● WHAT TO WORK ON:
Omit every picture, and retype the lines that run from the beginning of the data below through the line containing "Reviewer note: confirm one keypoint per instance of the round", inclusive.

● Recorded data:

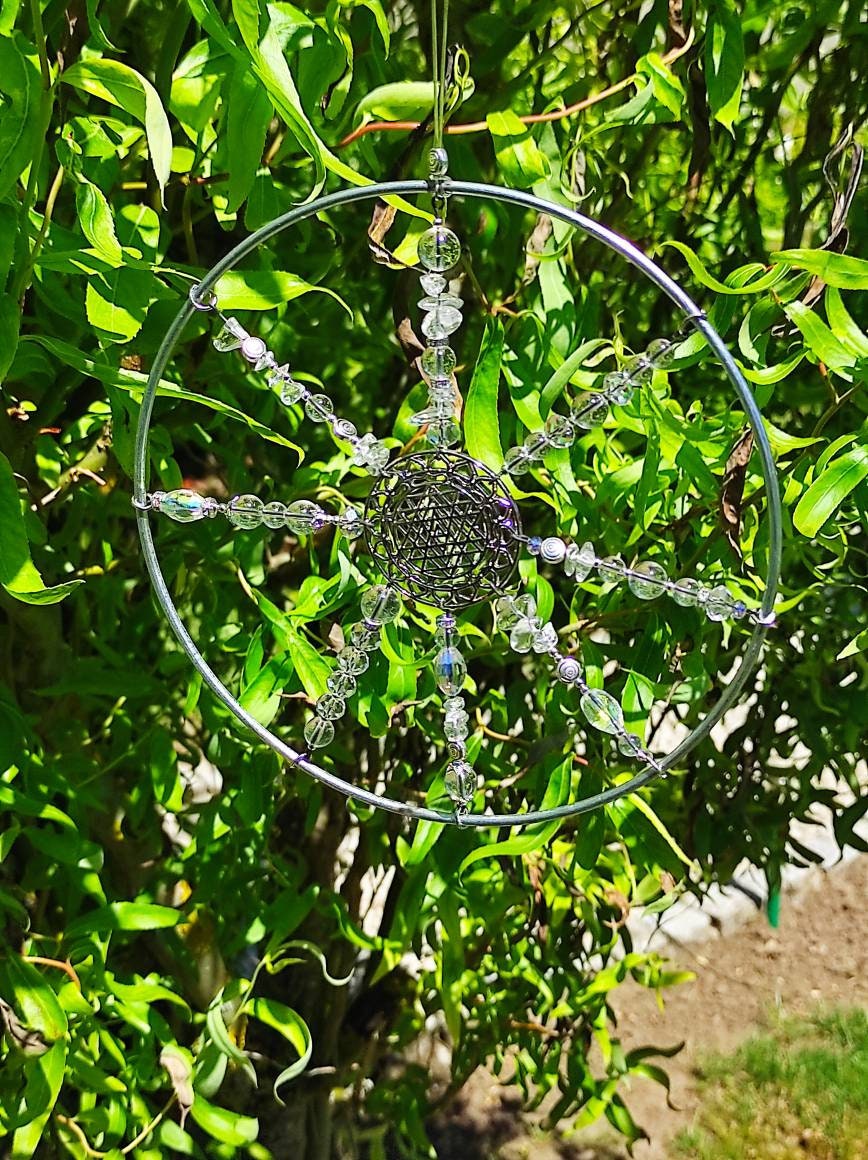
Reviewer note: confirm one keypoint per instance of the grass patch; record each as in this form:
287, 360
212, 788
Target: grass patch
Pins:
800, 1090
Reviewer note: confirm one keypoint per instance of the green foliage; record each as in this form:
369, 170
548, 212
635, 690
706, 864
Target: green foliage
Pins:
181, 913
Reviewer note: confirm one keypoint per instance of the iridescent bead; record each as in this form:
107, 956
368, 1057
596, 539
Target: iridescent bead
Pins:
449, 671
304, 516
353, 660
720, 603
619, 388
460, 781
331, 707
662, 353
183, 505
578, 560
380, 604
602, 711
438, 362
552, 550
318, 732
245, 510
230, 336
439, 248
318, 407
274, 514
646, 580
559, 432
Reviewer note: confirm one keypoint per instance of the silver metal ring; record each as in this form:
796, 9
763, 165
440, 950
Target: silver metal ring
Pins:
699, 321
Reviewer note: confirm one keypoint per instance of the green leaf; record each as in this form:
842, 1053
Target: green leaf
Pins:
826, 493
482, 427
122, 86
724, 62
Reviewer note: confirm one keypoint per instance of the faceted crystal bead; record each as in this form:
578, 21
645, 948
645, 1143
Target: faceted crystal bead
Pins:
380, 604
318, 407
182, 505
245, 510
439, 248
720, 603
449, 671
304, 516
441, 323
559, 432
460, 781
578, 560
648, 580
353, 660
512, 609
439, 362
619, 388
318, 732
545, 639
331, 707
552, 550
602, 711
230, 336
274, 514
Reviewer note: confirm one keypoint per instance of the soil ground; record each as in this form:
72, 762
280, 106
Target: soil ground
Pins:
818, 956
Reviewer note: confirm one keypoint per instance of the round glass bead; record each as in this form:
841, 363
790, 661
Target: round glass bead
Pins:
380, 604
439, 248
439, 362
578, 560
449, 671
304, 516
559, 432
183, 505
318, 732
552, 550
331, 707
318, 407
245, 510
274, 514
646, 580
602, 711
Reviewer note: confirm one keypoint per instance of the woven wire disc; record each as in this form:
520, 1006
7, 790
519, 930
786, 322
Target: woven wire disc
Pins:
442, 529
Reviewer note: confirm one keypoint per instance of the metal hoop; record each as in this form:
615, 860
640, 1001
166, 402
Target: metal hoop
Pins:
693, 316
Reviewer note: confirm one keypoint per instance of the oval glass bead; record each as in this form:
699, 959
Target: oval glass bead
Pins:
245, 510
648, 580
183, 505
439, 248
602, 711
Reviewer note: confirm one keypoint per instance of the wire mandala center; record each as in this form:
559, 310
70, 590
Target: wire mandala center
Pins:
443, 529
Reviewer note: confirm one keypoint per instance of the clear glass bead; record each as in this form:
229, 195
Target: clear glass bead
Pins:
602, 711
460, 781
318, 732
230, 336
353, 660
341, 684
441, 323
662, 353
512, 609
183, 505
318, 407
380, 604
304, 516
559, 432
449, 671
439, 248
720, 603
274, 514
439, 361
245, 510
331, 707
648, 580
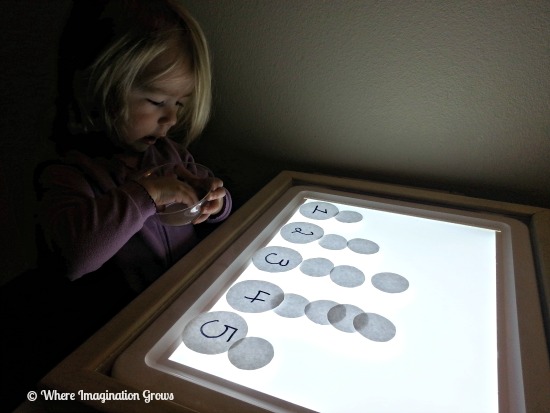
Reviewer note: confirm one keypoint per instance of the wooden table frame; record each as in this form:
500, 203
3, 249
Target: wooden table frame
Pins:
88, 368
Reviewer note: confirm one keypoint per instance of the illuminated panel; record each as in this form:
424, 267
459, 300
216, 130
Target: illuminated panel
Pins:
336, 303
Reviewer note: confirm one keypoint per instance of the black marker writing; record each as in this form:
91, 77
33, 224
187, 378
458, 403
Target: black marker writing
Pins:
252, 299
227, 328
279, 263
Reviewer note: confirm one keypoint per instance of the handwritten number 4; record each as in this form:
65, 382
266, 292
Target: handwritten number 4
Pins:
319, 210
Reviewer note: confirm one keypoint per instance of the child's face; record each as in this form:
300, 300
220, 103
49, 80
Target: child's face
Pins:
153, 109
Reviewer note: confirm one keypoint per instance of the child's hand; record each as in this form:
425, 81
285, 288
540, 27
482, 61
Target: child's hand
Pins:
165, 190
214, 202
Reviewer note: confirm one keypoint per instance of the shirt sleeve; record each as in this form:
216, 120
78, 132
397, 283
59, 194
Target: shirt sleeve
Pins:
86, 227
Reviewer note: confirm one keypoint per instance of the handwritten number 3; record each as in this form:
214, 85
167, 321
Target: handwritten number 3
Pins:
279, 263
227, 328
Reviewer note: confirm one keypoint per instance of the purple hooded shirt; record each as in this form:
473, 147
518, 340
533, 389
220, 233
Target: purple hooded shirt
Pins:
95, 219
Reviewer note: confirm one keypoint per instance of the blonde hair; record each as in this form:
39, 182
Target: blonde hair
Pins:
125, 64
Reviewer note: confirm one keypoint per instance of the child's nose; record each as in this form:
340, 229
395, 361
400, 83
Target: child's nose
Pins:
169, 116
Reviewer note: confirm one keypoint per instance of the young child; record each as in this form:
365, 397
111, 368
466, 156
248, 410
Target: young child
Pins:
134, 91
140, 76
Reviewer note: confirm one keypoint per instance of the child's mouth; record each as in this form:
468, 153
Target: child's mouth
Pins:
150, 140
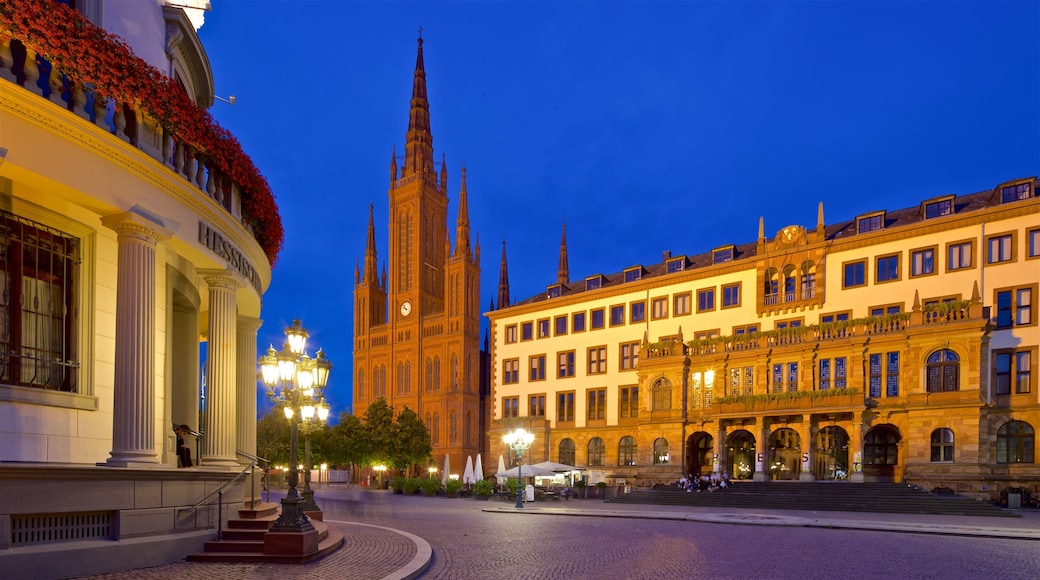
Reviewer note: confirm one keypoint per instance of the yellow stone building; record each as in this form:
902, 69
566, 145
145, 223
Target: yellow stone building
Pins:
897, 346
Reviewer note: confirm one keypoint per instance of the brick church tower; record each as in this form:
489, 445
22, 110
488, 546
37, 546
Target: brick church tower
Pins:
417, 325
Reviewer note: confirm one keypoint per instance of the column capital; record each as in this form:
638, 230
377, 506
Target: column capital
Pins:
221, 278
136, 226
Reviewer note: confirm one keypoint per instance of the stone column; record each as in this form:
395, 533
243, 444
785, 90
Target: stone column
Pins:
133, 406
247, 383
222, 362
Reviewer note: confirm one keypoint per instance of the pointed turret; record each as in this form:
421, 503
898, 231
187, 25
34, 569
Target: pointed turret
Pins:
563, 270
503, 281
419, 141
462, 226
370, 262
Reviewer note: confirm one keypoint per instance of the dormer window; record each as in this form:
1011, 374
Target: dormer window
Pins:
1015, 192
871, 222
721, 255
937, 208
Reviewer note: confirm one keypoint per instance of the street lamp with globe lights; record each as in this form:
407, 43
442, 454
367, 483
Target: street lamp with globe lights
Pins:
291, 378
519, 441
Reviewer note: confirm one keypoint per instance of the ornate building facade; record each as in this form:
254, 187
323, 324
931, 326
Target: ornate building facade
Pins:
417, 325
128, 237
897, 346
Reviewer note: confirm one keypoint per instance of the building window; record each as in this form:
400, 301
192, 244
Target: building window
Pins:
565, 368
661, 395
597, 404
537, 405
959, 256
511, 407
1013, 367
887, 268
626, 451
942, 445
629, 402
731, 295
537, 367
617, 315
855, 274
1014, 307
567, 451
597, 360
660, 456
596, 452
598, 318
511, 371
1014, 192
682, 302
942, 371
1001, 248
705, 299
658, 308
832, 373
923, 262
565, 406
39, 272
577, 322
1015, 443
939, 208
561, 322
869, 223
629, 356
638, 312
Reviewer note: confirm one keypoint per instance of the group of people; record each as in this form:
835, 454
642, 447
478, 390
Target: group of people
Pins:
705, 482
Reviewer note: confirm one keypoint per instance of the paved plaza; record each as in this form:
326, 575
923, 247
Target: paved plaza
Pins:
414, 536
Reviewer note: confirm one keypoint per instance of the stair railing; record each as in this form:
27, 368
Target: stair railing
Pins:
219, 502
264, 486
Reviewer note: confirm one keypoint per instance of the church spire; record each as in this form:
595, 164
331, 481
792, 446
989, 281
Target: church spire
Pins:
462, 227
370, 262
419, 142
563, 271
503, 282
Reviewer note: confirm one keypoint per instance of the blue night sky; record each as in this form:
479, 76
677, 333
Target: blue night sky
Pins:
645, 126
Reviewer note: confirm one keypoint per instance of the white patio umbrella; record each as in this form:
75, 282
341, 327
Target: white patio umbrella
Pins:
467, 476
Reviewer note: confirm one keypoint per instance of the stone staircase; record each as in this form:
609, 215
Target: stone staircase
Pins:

● WRITTEN REPLY:
Reviewer note: confirm one keypoint per instance of the grass patch; record each as in this form:
287, 360
212, 788
Target: grass patch
Pins:
800, 1090
Reviewer note: confirm one keypoint per instance of the green foliage; record each as in this form:
369, 170
548, 212
635, 690
706, 864
Target: green foliage
Pins:
181, 913
Reviewer note: confirm one keypoint per instance of the iridescent bead; record each as in this form:
107, 956
368, 1057
596, 539
Target: iridescent bead
Pins:
449, 671
304, 516
353, 660
720, 603
619, 388
460, 781
331, 707
662, 353
183, 505
578, 560
380, 604
602, 711
438, 362
552, 550
318, 732
245, 510
230, 336
439, 248
318, 407
274, 514
646, 580
559, 432
Reviewer note: confirm one keypoint per instance of the silver metal ring; record each as in this form:
796, 9
763, 165
440, 950
Target: silver metal ring
Pins:
699, 321
Reviewer note: confirm one keypoint per instance of the green leaf; record each as in this form:
842, 1053
Target: green leaf
Pins:
826, 493
482, 427
122, 86
724, 62
Reviewer note: confirm one keypoint per instance of the faceted crystal bead; record each as in this form:
578, 21
645, 948
645, 1143
Target: faceted crystal bead
Pins:
380, 604
318, 407
182, 505
245, 510
439, 248
720, 603
449, 671
304, 516
441, 323
559, 432
460, 781
578, 560
648, 580
353, 660
512, 609
439, 362
619, 388
318, 732
545, 639
331, 707
552, 550
602, 711
230, 336
274, 514
Reviewer note: confirm one keypoint per instance of the soil ground; record each as in this form:
72, 762
280, 106
Target: soil ground
Pins:
818, 956
Reviewer note: confirm one keypoint per instance of the round glass bead; record each as in this form:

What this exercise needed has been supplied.